From the line that holds "bush in the photo above." down to the last line of the listing below, reproduce each line exactly and nothing more, omitting pictures.

** Start of Provided records **

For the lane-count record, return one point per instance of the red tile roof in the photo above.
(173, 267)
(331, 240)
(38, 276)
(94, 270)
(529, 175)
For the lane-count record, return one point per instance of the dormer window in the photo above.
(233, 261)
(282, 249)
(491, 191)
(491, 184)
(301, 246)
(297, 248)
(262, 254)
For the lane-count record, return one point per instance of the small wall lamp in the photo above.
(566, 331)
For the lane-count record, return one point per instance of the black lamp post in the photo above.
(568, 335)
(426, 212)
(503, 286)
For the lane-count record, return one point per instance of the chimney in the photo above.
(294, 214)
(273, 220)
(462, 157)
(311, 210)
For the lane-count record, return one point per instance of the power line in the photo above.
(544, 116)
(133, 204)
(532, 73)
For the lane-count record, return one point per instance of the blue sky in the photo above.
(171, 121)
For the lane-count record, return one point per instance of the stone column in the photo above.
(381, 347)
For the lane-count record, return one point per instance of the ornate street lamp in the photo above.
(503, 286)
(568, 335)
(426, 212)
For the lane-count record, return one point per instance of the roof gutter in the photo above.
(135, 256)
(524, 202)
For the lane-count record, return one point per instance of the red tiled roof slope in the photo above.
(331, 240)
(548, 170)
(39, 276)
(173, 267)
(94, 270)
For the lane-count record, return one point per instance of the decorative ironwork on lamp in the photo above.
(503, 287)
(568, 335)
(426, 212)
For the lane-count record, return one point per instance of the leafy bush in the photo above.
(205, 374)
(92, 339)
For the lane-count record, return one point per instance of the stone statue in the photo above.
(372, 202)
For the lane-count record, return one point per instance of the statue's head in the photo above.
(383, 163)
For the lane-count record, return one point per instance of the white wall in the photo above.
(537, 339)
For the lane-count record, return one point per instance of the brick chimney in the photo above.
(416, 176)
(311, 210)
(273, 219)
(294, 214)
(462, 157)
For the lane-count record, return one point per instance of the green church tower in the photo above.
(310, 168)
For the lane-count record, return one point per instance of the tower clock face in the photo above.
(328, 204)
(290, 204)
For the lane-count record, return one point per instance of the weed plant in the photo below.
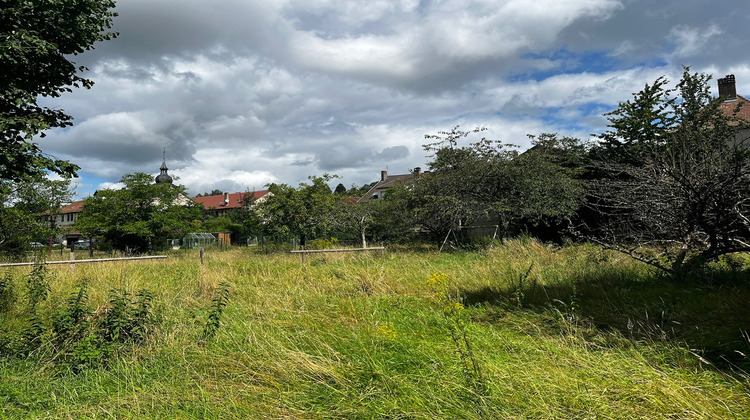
(522, 330)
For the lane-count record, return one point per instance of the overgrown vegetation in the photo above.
(521, 330)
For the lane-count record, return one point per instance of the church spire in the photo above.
(163, 177)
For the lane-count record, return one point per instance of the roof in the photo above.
(729, 108)
(234, 202)
(389, 182)
(74, 207)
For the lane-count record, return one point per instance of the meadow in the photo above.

** End of Provided records **

**Full output:**
For the lane-count record, return one point per instance of the leafy bush in the photo above.
(205, 374)
(92, 339)
For the lane-count record, return one point per instance of the stone statue in the photo above.
(372, 202)
For the lane-count record, return one point per instance of the statue's head in the photo above.
(383, 163)
For the lane-count record, return one point per instance of the white wall in the photo above.
(537, 339)
For the lane-count record, return one point per instance of the brick chimney in the photo above.
(416, 176)
(311, 210)
(273, 219)
(294, 214)
(462, 157)
For the lane-count record, return one point per instance of the green church tower in the photo above.
(310, 168)
For the lane-count record, return one point per instance of the tower clock face in the photo above.
(328, 204)
(290, 204)
For the lane-count record, return one point per instance of the weed plant in the photo below.
(522, 330)
For the lane-count record, return one point per instance of the overgrown vegetation in the photo above.
(521, 330)
For the lane-count record, return one point per instance of the church spire in the photo above.
(163, 177)
For the lane-count record, return one point per instance of the roof in the photo above.
(729, 108)
(234, 202)
(389, 182)
(74, 207)
For the lane-count record, return one point per instance of the meadow in the photo above.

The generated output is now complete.